* [Dataset records]:

* Begin *

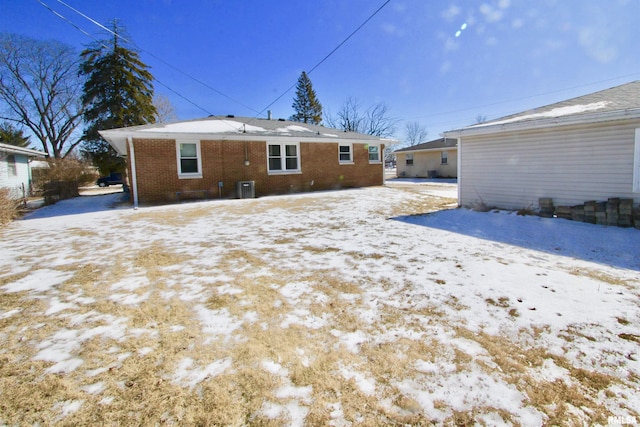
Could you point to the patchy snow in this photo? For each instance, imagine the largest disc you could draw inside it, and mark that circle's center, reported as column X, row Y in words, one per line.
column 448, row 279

* End *
* Begin *

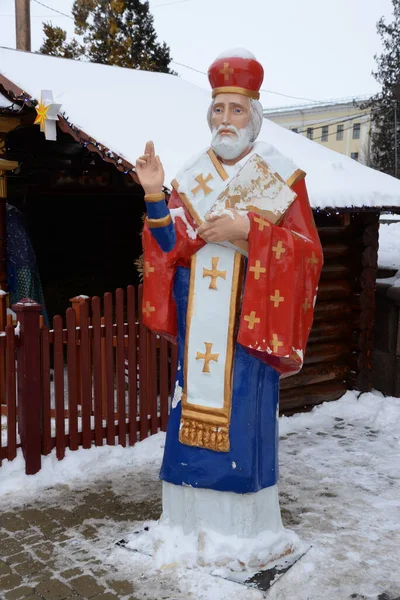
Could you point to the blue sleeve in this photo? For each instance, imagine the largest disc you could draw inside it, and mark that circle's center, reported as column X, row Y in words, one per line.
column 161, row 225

* End *
* Begin *

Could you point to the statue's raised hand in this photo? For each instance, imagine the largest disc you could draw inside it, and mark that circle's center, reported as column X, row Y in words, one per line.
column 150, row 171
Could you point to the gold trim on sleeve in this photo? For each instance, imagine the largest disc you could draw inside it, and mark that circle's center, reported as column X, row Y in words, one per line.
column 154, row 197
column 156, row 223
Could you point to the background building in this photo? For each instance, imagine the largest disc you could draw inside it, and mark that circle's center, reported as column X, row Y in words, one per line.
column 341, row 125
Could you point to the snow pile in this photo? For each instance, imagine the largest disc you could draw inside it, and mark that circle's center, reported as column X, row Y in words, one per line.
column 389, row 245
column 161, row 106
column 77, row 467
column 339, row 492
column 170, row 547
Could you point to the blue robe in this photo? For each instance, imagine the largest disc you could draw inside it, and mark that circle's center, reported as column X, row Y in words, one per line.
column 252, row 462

* End *

* [What you need to do]: Return the rows from the line containing "Could you point to the patchy" through the line containing "column 448, row 279", copying each one word for word.

* [Exercise output]:
Could you point to the patchy snow in this photo? For each instance, imagine the largest disc you could draw inside it, and mark that circle's center, reported as column X, row Y in words, one per line.
column 448, row 279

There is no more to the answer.